Segmentation mask data:
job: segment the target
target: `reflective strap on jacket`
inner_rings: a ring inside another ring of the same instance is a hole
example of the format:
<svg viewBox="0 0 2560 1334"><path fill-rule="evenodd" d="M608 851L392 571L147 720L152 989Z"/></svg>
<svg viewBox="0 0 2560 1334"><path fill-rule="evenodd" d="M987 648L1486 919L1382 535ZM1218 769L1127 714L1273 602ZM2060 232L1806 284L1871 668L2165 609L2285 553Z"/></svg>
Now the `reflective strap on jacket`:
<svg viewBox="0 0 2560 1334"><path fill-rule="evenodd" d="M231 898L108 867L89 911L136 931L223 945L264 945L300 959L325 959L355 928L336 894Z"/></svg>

• EXERCISE REQUIREMENTS: Your response must consist of all the records, retyped exactly.

• EXERCISE RESPONSE:
job: segment the target
target: `reflective strap on jacket`
inner_rings: a ring inside another ring of the same instance is a hole
example of the format:
<svg viewBox="0 0 2560 1334"><path fill-rule="evenodd" d="M608 851L392 571L147 720L152 989Z"/></svg>
<svg viewBox="0 0 2560 1334"><path fill-rule="evenodd" d="M987 648L1486 919L1382 535ZM1218 769L1127 714L1273 602ZM2060 232L1806 284L1871 668L2165 609L2285 553Z"/></svg>
Now the `reflective strap on jacket`:
<svg viewBox="0 0 2560 1334"><path fill-rule="evenodd" d="M231 898L108 867L89 911L136 931L223 945L264 945L300 959L325 959L355 928L336 894Z"/></svg>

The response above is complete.